-- Given passage --
────────

On Indiana University’s Total Solar Eclipse Week: How will the natural world react to the total solar eclipse?
Daniel Beverly, postdoctoral researcher at the O’Neill School of Public Environmental Affairs, examines this.
Daniel Beverly is a Postdoctoral Research fellow at the O’Neill School of Public and Environmental Affairs at Indiana University Bloomington.
He received his PhD in Hydrological Sciences (focusing on Ecological Hydrology) from the University of Wyoming and a master of science in biology from the University of Northern Colorado. His research focuses on improving predictions of plant and ecosystem productivity through the use of hydrological and ecophysiological first principles. His work bridges leaf, whole-plant, and ecosystem processes by leveraging diverse empirical datasets and novel modeling approaches.
How Several Minutes of Darkness Can Impact the Environment
During the 2017 solar eclipse, I worked in Wyoming, within the path of totality. I saw a once-in-a-lifetime opportunity to experience a total solar eclipse and also to measure how two minutes of darkness can impact the environment.
As a plant ecophysiologist, I study how plants and ecosystems respond to environmental change. A total solar eclipse is a great opportunity to shade an entire ecosystem and learn from that moment. We often can do that in a greenhouse, but we don’t often get to do it on the ecosystem scale.
During the last solar eclipse we saw a major disruption in the circadian processes of plants. Plants, similar to humans and animals, have a daily routine and regulate their biochemistry accordingly. When the moon blocked the midday sun, the plants behaved as if it was time for bed. But when the light returned just a few minutes later, they essentially went into shock. The rapid transition from dark to light threw off photochemical signals and reduced the photosynthetic potential for several hours following the event. Thinking of plants as having similar rhythms to us with respect to sleep and daily routines was very surprising.
For the upcoming soklar eclipse, we plan to capture data in a similar way, and we will address questions surrounding how the solar eclipse alters forest and tree water movement. As the eclipse darkens the sky we will hopefully be able to disentangle how temperature and light influence water as both are important processes driving transpiration and photosynthesis.

────────

Records from a dataset
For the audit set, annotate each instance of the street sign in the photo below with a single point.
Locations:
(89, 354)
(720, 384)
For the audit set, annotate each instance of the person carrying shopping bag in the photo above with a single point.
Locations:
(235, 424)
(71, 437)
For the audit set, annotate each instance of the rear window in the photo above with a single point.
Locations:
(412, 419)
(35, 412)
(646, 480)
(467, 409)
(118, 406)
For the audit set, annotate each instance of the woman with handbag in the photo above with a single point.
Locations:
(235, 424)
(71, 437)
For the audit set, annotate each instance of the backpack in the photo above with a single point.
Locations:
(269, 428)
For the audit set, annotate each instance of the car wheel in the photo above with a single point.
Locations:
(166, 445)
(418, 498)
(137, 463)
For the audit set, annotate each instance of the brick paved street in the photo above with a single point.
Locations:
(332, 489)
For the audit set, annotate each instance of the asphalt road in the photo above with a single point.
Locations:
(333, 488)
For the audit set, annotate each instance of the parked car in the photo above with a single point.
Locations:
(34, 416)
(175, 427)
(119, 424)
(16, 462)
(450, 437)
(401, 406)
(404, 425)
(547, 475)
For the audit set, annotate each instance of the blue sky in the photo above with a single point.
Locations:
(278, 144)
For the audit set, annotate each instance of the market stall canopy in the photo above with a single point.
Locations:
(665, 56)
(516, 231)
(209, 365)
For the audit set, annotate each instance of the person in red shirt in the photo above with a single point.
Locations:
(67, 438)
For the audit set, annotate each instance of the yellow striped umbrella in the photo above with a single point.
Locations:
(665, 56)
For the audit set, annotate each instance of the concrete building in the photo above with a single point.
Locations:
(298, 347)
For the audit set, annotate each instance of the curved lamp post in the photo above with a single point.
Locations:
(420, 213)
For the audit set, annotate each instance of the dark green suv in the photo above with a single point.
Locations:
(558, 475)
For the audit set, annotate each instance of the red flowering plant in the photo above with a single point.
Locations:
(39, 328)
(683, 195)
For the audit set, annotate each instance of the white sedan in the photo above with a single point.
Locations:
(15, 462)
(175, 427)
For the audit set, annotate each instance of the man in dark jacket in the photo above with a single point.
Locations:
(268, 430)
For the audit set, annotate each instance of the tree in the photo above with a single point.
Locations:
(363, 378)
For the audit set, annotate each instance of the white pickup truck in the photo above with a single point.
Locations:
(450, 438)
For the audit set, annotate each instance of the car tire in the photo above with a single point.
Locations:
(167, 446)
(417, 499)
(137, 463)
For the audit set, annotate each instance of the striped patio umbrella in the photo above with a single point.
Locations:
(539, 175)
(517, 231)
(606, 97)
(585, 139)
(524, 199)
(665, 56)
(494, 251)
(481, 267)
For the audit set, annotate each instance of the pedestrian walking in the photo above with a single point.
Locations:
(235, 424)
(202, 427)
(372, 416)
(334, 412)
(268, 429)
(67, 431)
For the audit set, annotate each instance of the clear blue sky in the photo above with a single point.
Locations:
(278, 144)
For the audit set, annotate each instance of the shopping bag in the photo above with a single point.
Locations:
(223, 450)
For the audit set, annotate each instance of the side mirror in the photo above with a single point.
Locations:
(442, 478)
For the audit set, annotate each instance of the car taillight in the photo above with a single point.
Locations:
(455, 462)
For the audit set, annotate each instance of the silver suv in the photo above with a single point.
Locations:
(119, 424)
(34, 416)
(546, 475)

────────

Reproduce everything in the eclipse article above, from "As a plant ecophysiologist, I" down to "the ecosystem scale.".

As a plant ecophysiologist, I study how plants and ecosystems respond to environmental change. A total solar eclipse is a great opportunity to shade an entire ecosystem and learn from that moment. We often can do that in a greenhouse, but we don’t often get to do it on the ecosystem scale.